## [Required tasks]
**1)** Reproduce word for word the part of the essay on Proustian moments that begins at the words "How can our" and stops after "buried on purpose.".
**2)** Translate this sentence from the essay on Proustian moments into Spanish: "I was suddenly twelve again, hugging him as he left for work."

## [Passage provided]
== Segment start ==

How can our senses catapult us to the past and connect to our emotions in such sneaky ways?
“… I carried to my lips a spoonful of the tea in which I had let soften a bit of madeleine. But at the very instant when the mouthful of tea mixed with cake crumbs touched my palate, I quivered, attentive to the extraordinary thing that was happening inside me.” – In Search of Lost Time, Marcel Proust
That passage from Proust’s 1913 novel has been the subject of more than one college term paper and gave us the term “Proustian Moment” – a sensory experience that floods our minds and heart with memories we thought we had long forgotten or buried on purpose.
A couple of weeks ago, I had a Proustian moment of my own. In Los Angeles for my father’s shiva, my eldest daughter entered the room wearing one of Dad’s old jackets. As I embraced her, old familiar smells filled my nose, a jolt of electricity coursed through me, and tears ran down my face. I was suddenly twelve again, hugging him as he left for work. I was seventeen, falling asleep next to him on the sofa. I was twenty-two, talking about my upcoming wedding and discussing songs for the father-daughter dance. The scent of my father brought forth a kaleidoscope of images I haven’t accessed in ages. I suddenly became curious about the psychological and biological reasoning behind Proustian Moments.

== Segment end ==

## [Data records]

== Segment start ==

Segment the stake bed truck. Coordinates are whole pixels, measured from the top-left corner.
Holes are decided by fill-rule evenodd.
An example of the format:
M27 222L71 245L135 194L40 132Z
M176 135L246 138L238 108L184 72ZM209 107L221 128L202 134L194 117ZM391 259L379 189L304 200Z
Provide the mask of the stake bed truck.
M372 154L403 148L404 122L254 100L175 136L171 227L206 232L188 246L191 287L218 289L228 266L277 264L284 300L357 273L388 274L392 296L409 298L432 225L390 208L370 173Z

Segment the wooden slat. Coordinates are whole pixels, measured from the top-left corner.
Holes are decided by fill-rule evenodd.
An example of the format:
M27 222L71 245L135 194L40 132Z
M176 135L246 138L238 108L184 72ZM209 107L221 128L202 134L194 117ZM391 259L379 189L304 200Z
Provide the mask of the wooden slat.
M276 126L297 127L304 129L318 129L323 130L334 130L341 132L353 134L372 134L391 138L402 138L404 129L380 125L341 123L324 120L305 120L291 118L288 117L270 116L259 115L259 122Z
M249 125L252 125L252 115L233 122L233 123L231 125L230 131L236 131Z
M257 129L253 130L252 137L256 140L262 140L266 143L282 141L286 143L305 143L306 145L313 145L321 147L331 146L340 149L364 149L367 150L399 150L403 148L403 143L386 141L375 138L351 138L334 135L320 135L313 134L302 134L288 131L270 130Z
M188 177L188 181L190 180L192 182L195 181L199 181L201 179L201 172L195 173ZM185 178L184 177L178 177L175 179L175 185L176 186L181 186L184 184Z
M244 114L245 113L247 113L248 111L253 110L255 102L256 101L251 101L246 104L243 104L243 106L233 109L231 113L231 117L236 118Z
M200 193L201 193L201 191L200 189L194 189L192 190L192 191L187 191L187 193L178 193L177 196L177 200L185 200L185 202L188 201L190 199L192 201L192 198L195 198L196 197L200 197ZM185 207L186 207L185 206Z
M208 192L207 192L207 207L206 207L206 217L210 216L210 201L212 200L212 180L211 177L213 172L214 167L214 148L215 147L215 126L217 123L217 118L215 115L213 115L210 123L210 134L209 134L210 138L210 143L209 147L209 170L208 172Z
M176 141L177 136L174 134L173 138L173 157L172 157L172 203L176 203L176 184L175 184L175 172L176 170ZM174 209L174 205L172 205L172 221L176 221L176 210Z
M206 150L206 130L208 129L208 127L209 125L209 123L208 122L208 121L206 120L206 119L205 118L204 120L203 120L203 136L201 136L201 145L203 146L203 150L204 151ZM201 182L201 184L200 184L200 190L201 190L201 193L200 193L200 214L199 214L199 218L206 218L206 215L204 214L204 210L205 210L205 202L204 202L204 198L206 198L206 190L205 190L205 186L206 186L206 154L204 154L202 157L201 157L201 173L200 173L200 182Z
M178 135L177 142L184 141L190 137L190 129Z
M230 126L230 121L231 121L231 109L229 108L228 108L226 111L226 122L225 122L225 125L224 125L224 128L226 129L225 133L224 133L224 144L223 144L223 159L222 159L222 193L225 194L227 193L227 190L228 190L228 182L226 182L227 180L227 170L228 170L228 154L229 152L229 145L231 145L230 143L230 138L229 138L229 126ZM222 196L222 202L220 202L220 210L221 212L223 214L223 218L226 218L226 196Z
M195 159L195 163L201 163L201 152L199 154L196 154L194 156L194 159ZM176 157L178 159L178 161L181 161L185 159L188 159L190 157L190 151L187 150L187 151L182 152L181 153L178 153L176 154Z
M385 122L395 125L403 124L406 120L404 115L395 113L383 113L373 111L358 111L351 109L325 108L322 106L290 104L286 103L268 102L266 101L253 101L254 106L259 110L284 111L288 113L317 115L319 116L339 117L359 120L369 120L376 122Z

== Segment end ==

## [Responses to the exercise]
**1)**
How can our senses catapult us to the past and connect to our emotions in such sneaky ways?
“… I carried to my lips a spoonful of the tea in which I had let soften a bit of madeleine. But at the very instant when the mouthful of tea mixed with cake crumbs touched my palate, I quivered, attentive to the extraordinary thing that was happening inside me.” – In Search of Lost Time, Marcel Proust
That passage from Proust’s 1913 novel has been the subject of more than one college term paper and gave us the term “Proustian Moment” – a sensory experience that floods our minds and heart with memories we thought we had long forgotten or buried on purpose.

**2)** De repente volví a tener doce años y lo abrazaba mientras se iba a trabajar.